● Your goal: The string "shadow" appears in some lines of the entries that follow; copy each such line.

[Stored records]
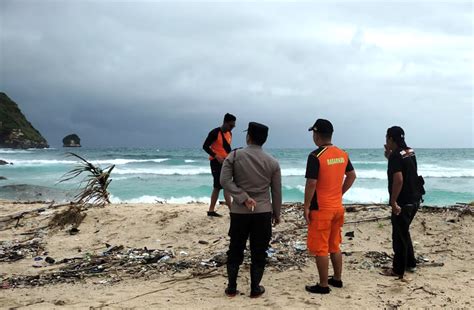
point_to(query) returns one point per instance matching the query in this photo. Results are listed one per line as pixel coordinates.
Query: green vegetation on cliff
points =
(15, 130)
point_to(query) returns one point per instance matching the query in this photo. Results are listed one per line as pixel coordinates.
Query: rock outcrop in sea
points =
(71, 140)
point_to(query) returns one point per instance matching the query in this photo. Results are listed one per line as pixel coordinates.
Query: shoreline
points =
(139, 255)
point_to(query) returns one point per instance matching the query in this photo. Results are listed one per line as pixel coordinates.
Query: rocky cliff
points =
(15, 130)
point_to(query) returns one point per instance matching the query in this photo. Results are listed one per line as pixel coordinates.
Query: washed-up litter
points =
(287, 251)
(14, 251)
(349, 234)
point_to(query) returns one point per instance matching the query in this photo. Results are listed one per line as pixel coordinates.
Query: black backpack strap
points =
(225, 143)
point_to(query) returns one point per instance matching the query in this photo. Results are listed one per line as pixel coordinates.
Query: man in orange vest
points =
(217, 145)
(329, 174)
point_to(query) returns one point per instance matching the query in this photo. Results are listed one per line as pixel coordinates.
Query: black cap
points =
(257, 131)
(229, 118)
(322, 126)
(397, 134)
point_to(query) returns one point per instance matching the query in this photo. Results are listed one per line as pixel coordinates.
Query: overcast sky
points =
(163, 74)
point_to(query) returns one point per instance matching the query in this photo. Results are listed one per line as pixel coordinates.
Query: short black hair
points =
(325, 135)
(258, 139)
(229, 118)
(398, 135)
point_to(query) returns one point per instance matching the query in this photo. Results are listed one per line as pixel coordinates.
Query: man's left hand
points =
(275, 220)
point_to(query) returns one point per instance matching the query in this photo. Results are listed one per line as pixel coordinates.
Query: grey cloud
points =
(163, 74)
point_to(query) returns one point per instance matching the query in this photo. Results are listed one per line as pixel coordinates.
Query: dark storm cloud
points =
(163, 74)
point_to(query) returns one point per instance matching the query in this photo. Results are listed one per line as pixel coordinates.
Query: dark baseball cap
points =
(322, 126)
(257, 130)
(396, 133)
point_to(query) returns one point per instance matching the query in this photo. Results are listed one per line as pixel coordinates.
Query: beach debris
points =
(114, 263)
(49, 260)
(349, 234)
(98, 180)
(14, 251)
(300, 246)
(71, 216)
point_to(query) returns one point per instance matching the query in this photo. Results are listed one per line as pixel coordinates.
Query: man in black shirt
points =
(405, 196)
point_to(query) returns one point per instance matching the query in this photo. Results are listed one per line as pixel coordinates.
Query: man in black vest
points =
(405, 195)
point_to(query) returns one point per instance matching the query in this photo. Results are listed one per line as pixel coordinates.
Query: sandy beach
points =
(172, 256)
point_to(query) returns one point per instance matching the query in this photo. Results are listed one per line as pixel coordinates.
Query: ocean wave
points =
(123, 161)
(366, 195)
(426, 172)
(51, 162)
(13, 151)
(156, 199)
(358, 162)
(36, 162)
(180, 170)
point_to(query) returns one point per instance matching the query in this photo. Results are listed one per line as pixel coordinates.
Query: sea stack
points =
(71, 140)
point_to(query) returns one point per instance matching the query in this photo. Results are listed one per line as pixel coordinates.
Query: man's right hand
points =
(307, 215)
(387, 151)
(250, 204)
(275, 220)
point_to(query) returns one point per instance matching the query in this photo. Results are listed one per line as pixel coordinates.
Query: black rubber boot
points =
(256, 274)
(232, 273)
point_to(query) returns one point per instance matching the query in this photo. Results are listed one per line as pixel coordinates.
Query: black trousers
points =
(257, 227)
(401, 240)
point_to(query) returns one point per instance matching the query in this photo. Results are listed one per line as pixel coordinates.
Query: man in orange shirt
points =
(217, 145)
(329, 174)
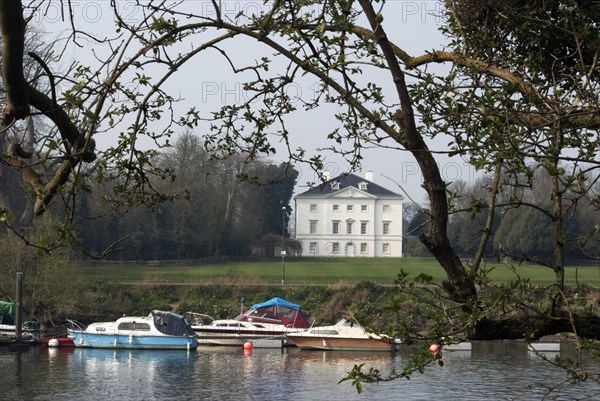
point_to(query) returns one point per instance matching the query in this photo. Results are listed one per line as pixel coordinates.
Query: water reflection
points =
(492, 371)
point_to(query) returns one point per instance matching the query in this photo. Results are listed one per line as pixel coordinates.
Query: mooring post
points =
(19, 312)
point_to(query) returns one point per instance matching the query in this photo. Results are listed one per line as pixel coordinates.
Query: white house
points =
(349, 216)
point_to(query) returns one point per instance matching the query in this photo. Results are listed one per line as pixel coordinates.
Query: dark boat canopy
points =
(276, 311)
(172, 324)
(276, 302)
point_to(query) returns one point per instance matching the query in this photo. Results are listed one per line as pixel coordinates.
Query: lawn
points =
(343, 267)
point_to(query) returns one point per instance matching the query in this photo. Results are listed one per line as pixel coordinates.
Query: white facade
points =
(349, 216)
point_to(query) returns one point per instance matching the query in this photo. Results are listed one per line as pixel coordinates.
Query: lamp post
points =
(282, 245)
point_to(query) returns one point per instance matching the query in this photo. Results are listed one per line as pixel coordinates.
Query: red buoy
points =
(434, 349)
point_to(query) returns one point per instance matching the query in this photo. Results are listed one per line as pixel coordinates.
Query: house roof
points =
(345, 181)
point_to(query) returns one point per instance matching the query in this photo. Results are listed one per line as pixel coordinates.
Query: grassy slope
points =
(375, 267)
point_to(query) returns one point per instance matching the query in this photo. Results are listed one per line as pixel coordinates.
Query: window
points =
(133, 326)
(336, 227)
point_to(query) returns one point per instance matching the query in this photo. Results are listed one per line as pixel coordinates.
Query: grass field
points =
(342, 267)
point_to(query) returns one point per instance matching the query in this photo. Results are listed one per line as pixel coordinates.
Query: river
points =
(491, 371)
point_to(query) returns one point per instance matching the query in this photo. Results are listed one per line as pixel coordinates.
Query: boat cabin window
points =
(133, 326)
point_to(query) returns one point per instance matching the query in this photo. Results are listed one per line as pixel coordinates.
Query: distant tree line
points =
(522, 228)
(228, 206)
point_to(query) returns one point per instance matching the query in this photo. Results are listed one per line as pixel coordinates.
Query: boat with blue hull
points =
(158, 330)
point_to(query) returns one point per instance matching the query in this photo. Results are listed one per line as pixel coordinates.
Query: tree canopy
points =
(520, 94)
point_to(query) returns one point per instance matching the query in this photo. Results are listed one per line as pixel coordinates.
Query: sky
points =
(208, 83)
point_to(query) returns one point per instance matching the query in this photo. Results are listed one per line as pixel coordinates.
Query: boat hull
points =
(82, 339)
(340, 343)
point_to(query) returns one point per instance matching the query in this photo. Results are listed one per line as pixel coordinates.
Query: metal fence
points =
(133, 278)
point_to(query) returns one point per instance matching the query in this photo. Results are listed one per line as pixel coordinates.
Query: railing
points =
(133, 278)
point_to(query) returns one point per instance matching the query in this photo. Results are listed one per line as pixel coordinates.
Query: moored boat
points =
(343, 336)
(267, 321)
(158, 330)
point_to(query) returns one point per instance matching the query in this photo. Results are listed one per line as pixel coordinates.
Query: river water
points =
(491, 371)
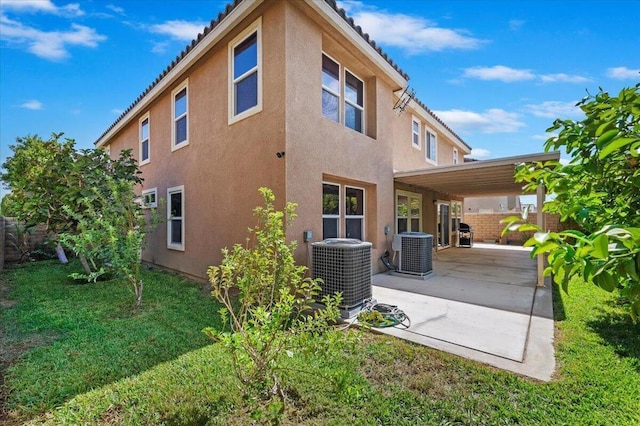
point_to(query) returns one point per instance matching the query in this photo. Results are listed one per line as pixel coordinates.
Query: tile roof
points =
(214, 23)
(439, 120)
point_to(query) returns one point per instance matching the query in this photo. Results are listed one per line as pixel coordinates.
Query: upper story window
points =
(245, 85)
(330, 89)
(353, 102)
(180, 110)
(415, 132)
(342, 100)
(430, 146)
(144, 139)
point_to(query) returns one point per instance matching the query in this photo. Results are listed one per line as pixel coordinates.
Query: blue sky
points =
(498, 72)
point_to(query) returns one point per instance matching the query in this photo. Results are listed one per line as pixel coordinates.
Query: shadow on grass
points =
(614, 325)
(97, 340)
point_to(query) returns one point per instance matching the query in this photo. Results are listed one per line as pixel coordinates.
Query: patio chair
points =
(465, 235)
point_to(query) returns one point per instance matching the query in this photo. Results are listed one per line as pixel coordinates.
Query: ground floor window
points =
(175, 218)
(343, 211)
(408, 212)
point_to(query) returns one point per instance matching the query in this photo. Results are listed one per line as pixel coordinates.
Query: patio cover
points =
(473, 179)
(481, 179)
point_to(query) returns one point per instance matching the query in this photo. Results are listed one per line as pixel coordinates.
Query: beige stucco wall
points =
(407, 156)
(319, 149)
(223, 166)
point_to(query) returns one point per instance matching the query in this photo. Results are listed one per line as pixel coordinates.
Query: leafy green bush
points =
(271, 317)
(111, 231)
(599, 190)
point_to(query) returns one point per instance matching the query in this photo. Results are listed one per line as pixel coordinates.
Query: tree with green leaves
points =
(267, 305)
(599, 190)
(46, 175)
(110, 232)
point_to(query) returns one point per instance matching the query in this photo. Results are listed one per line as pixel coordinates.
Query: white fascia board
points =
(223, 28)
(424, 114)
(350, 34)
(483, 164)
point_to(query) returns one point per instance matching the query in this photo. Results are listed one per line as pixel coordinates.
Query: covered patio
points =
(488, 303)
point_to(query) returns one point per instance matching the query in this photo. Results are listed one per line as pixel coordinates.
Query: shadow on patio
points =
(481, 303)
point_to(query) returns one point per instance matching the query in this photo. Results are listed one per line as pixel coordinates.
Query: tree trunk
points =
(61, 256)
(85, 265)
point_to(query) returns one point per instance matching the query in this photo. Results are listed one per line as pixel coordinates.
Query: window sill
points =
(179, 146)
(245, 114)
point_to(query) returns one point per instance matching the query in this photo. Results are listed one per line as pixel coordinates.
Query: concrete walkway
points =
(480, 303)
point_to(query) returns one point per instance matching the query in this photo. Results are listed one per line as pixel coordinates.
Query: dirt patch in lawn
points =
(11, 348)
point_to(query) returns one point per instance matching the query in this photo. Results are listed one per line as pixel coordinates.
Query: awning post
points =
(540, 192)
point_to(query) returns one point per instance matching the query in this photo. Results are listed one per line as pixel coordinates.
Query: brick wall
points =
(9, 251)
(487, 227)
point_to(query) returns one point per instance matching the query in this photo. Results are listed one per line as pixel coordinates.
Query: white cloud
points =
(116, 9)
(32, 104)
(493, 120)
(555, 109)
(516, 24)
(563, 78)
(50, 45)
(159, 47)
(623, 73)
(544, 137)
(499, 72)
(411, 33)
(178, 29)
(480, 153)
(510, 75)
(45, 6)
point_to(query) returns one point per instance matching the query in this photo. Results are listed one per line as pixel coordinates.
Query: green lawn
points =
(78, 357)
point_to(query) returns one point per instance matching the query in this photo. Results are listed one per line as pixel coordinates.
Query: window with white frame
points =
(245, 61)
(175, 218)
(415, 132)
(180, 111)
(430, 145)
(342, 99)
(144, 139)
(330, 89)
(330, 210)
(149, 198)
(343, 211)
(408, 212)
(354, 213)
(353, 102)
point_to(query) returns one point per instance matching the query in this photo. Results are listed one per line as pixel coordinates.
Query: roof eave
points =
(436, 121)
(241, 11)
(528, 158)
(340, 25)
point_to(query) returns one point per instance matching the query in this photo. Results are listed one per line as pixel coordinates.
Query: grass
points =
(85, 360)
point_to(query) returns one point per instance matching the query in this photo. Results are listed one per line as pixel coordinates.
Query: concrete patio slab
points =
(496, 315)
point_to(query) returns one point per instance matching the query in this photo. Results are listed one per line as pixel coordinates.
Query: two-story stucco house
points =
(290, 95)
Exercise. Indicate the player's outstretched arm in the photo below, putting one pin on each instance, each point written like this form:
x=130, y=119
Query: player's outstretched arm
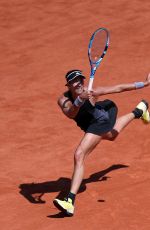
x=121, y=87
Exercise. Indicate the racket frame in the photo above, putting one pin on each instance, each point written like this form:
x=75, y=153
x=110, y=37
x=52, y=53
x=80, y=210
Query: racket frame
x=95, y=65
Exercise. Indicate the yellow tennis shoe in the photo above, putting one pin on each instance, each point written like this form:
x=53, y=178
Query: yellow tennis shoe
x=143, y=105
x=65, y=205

● Solution:
Query: shadow on grass
Query: shadow on patio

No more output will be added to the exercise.